» **Tasks and exercises**
**A.** List every word or phrase that appears in quotation marks in the investing article on herd mentality.
**B.** Resume the investing article on herd mentality, starting after its last sentence.

» **Source text**
Cents and Sensibility
A prudent investor steers
clear of the herd mentalityAs an investor, it's easy to "follow the herd" and just do what everyone else is doing. When the market is soaring, and everyone is pouring money in, it seems to make sense to be aggressive. Conversely, when we're in a long bear market, and everyone around you seems to be selling their stocks, or just sitting on the investment sidelines, then you probably feel pressure to do the same. But in the investment world, going along with the crowd can be a costly journey.
Intuitively, you might feel it's actually "safer" to act as others around you are acting. After all, you may reason, there's got to be some common rationale for investment behavior. Unfortunately, though, that's not the case. When the investing public acts in unison, two things are usually happening:
>> Over-reaction to past stimuli. If masses of people make similar investment decisions, they're usually reacting to past stimuli, such as news of a "hot" market sector. At one time, these types of events may indeed have been highly relevant to investors. But what was true then may not be true now. Yesterday's hot sector may have cooled off today -- and its prospects for tomorrow may look even worse.
>> Decisions driven by emotions. You may have heard that "fear and greed drive the market." And that saying is usually true when you see huge run-ups or declines in stock prices. When the market is going up, greed can cause investors to keep buying and buying, under the mistaken belief that prices can keep moving higher indefinitely. As a result, stock prices are driven to unsupportable levels. On the other hand, investors' fear of losing money can cause them to sell their holdings at the wrong time, and then jump out of the market. When enough people do this, overall prices can be pushed lower than would otherwise be the case.

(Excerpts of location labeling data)
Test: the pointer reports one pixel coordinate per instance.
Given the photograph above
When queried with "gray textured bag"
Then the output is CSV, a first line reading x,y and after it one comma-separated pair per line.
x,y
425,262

» **Answers below**
**A.**
- "follow the herd"
- "safer"
- "hot"
- "fear and greed drive the market."

**B.**
So, what can you do to avoid this type of investment "group think?" For starters, strive for objectivity. Evaluate a stock on its own merits. Are its financial fundamentals strong? That is, does it have a strong track record of earnings and a manageable debt load? Is its management team solid? Do they seem to have a clear vision of where they want to take the business? How about the company's products? Are they competitive within their industry? Is the industry itself strong, or is it declining?
These are just some of the questions you should be asking about any stock you're considering. To make an informed investment decision, you need to have a detailed understanding of the company and its prospects.
To get this kind of information, you may have to do some digging. But you'll find it's worth the effort. The more you know about your investments, the more comfortable you'll be with them. You won't get this knowledge by "running with the herd," so you may have to blaze your own trail.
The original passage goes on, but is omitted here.